*Given exercise*: Output every line from the one containing "Task: Where can the man's black" through the end of the rows as a Markdown table with the columns "No." and "Line", numbering each line and leaving out any blank lines.

*Labeled-object pointing rows*:

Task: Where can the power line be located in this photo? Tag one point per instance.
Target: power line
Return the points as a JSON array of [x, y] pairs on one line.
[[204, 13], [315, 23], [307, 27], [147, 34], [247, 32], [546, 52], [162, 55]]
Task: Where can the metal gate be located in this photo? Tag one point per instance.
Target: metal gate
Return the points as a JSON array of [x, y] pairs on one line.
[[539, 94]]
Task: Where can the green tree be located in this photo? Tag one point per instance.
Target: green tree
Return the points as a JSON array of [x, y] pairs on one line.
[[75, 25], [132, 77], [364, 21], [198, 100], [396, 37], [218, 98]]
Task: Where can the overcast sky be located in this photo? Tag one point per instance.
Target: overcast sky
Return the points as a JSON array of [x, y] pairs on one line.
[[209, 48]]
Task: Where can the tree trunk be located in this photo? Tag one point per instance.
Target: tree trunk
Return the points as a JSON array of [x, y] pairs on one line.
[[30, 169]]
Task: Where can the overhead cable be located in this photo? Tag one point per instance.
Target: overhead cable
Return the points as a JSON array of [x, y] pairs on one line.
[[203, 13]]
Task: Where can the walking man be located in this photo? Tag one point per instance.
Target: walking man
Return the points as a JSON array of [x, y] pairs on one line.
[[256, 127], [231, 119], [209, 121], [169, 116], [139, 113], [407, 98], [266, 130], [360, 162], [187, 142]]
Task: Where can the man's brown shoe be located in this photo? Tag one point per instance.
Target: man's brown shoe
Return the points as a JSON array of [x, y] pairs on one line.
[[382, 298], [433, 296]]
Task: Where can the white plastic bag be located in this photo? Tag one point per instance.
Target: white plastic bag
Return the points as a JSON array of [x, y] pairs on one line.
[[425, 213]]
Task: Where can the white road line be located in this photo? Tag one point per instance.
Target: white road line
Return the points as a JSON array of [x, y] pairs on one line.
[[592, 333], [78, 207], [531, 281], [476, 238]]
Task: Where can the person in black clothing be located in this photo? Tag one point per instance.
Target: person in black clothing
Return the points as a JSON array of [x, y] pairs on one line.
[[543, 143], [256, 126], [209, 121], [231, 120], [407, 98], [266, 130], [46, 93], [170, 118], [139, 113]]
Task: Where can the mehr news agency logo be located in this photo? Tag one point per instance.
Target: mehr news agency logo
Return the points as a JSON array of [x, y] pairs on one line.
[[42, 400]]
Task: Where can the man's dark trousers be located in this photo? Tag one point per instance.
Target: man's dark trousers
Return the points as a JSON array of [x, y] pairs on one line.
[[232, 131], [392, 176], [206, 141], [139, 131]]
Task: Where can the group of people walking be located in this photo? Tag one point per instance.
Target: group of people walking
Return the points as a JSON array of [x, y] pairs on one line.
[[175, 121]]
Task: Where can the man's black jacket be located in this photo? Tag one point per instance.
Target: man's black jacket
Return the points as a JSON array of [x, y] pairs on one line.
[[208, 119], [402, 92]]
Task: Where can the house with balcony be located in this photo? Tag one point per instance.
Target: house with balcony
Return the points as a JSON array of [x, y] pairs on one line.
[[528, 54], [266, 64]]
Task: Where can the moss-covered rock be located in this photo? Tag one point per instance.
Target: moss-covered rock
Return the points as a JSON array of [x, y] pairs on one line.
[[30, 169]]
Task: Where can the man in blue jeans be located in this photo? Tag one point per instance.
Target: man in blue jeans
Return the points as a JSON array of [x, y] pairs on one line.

*Task result*:
| No. | Line |
|---|---|
| 1 | Task: Where can the man's black jacket be located in this photo? Tag one point per instance. |
| 2 | Target: man's black jacket |
| 3 | Return the points as a JSON array of [x, y] pairs on one line. |
| 4 | [[208, 119], [402, 92]] |
| 5 | Task: Where can the house with balcony be located in this photo? Tag one point per instance. |
| 6 | Target: house with balcony |
| 7 | Return the points as a JSON array of [x, y] pairs on one line. |
| 8 | [[528, 54], [266, 64]] |
| 9 | Task: Where can the moss-covered rock be located in this photo? Tag one point per instance. |
| 10 | Target: moss-covered rock |
| 11 | Return the points as a JSON array of [x, y] pairs on one line. |
| 12 | [[30, 169]] |
| 13 | Task: Where can the man in blue jeans be located in this photo? Tag one point per instance. |
| 14 | Target: man in blue jeans |
| 15 | Return the points as a JSON array of [x, y] pairs on one line. |